■ Exercise text
———

Due to the numerous target gene sequences in the multiplex RT-ddPCR assay, the amplification and separation efficiency were significantly affected by the final concentrations of the primer, probe, annealing temperature, extension time, and the number of cycles. Therefore, the reaction system and procedure were optimized. The final primer concentrations were based on their impact on amplification efficiency, with findings indicating that the optimal concentration was 900 nmol/L (Figure 1A). The probe final concentrations were optimized between 150 and 500 nmol/L, showing that the separation of negative and positive droplets was more distinct at 350 nmol/L for HAV and HEV. However, the spacing between MS2 positive and negative droplets was closer. Therefore, enhancing the MS2 probe concentration to 500 nmol/L significantly widened the spacing between negative and positive droplets (Figure 1B). Thus, the optimal probe concentrations for HAV and HEV were 350 nmol/L, while the optimal concentration for MS2 was 500 nmol/L. To determine the best annealing temperature, eight temperatures ranging from 51.0 to 62.0 °C were evaluated. The highest number of positive droplets was achieved at 53.1 °C, resulting in the most effective isolation (Figure 1C). Finally, by maintaining the number of cycles at 40 and optimizing the extension time (60, 90, 120 s), it was observed that the positive droplets were more compact and better separated with an extension time of 90 s and 45 cycles. The 2D plot analysis results of the optimized multiplex RT-ddPCR assay are illustrated in Figure 1C-3.

3.2. Analysis of Specificity and Sensitivity

Using various primer and probe combinations, the assay was used to detect one or more target genes and non-target genes to assess its specificity. The findings (Figure 2A) demonstrated that one or more target genes exhibited positive droplets, whereas no positive droplets were detected for any of the non-target genes. This indicated that the assay possessed a high level of specificity.
Following the mixing of three distinct types of RNA (HAV, HEV, and MS2), a ten-fold serial dilution was performed, with each dilution repeated three times. The results indicated that the linear ranges for HAV, HEV, and MS2 were 35 to 35,000, 29 to 29,000, and 14 to 14,000 copies/reaction, respectively. The LOQ were found to be 12.6, 8.9, and 7.8 copies/reaction, respectively. The coefficients of determination (R2) for the target concentrations of HAV, HEV, and MS2 were recorded as 0.9994, 0.9982, and 0.9973, respectively (Figure 2B). The reproducibility of the quantitative linear ranges was found to be between 3.2% and 18.8%, which is below the acceptable threshold for quantitative methods (<25%) [33].

———

■ Records
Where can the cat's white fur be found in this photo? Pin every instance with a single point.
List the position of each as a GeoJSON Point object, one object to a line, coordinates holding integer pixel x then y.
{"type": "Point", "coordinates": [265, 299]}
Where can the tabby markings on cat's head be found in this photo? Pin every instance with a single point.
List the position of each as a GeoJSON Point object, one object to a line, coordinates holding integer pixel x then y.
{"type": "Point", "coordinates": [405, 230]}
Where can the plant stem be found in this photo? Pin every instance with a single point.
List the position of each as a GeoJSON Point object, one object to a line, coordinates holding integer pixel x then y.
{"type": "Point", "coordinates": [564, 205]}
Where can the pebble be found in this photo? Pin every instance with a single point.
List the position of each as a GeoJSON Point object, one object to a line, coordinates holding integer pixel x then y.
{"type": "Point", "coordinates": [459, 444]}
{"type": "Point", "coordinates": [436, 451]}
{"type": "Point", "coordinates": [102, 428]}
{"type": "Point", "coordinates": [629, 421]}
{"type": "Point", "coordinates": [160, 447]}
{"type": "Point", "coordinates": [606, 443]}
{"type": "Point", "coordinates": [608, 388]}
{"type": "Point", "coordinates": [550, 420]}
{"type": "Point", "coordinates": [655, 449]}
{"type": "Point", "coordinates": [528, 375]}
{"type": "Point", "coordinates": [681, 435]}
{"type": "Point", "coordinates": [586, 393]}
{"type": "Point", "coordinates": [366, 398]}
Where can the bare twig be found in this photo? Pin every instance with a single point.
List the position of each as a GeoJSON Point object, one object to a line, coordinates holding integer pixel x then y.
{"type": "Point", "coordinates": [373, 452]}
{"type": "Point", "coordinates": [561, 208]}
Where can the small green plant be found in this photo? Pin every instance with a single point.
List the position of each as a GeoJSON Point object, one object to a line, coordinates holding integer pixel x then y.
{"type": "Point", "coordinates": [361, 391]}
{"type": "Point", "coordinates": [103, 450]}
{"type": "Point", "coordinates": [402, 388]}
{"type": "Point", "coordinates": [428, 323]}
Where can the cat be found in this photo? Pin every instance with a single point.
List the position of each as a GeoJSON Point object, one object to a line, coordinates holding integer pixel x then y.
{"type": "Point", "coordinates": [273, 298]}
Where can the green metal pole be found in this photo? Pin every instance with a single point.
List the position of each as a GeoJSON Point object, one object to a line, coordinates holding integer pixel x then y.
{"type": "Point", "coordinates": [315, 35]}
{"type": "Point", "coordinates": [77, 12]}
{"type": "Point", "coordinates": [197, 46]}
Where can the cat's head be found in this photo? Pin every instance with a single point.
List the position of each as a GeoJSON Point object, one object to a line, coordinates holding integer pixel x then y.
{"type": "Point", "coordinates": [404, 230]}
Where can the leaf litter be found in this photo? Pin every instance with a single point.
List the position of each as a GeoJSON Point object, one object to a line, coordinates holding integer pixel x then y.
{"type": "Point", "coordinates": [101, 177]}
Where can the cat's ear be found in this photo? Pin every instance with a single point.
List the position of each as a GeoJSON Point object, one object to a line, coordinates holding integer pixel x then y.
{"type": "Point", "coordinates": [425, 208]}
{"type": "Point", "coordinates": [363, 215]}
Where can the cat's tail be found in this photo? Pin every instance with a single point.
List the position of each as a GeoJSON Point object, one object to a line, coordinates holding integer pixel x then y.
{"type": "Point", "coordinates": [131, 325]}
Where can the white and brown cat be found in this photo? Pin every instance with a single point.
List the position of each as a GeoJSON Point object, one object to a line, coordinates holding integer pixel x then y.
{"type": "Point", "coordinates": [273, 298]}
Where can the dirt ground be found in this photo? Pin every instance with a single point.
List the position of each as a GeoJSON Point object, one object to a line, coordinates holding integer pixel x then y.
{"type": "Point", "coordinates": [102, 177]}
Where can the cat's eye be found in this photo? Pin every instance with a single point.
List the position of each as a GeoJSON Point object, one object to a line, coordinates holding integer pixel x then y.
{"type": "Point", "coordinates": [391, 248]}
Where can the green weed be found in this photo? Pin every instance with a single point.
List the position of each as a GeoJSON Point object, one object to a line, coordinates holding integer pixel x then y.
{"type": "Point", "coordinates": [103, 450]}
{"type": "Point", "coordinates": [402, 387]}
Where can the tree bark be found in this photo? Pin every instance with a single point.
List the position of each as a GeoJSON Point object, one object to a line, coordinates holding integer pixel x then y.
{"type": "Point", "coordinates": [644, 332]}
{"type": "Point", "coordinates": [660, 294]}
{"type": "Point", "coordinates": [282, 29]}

———

■ Work order 1
In the RT-ddPCR text, why was the MS2 probe concentration set higher than the HAV and HEV probe concentrations? Answer in one to three sentences.
■ Work order 2
According to the RT-ddPCR text, at which annealing temperature was the highest number of positive droplets obtained?
■ Work order 3
Continue the RT-ddPCR text from where it stops.

■ Written answer 1
At 350 nmol/L, the probe concentration that gave distinct droplet separation for HAV and HEV, the MS2 positive and negative droplets were spaced too closely. Raising the MS2 probe to 500 nmol/L significantly widened that spacing, so 500 nmol/L was chosen as its optimal concentration.

■ Written answer 2
53.1 °C

■ Written answer 3
The LOD was defined as the lowest template concentration that could be detected with a 95% probability of positivity, and the assay was based on the results of 10 replicates. We determined the 95% LOD using a probit regression analysis, which can convert a linear combination of independent variables into probability values through the cumulative distribution function of a normal distribution. This method effectively addresses the issue of probability estimation, making the results more meaningful in practice. The results for HAV, HEV, and MS2 are presented in Table 3. The concentration of the assay at the 95% probability level was determined through the probit regression analysis, resulting in an LOD of 9.66 copies/reaction (95% CI: 7.65 to 17.16 copies/reaction) for HAV and 8.42 copies/reaction (95% CI: 7.11 to 11.93 copies/reaction) for HEV. The LOD for MS2 was found to be 6.91 copies/reaction (95% CI: 5.38 to 11.30 copies/reaction).

3.3. Viral Nucleic Acid Enrichment Method

Preparation of artificially contaminated samples using the MS2 phage was carried out successfully. The E. coli MS2 phage was prepared using the double-layer agar culture method, and the potency of this MS2 phage suspension was determined to be 8.1 × 1011 PFU/mL after a dilution of 109. This suspension was then serially diluted 10-fold and set aside.
To prepare the samples, 10 μL of MS2 phage (2.0 × 104 copies/μL) was added to 2.0 g of digestive glands from Ruditapes philippinarums and Ostreidaes. These samples were then subjected to three different enrichment methods. After treatment, nucleic acids were extracted using a viral RNA extraction kit, and each method was performed twice in parallel. Finally, the multiplex RT-ddPCR assay was utilized for three repetitions for detection, and a statistical analysis was conducted on the recovery rate of the MS2 phage.
The recovery rates for the MS2 phage after treatment with different enrichment methods were calculated based on Formula 2.8 (1). The homogeneity of variance was confirmed (p > 0.05), and the one-way ANOVA test–Duncan method was chosen for two-by-two comparisons. As shown in Figure 3, the MS2 phage recoveries obtained from Ostreidaes after treatment with the three enrichment methods were compared by two-by-two comparison. It was found that the p < 0.01 between Method 2 and Methods 1 and 3 indicated statistically significant differences, with Method 2 being superior to Methods 1 and 3. In Ruditapes philippinarums, however, the p < 0.05 between Methods 2 and 1, along with the p < 0.001 between Methods 2 and 3, indicated that Methods 1 and 2 were superior to Method 3. Overall, the proteinase K + Trizol/chloroform method of Method 2 demonstrated higher recovery while saving time and effort, so the proteinase K + Trizol/chloroform method was chosen as the pre-treatment enrichment method for shellfish samples.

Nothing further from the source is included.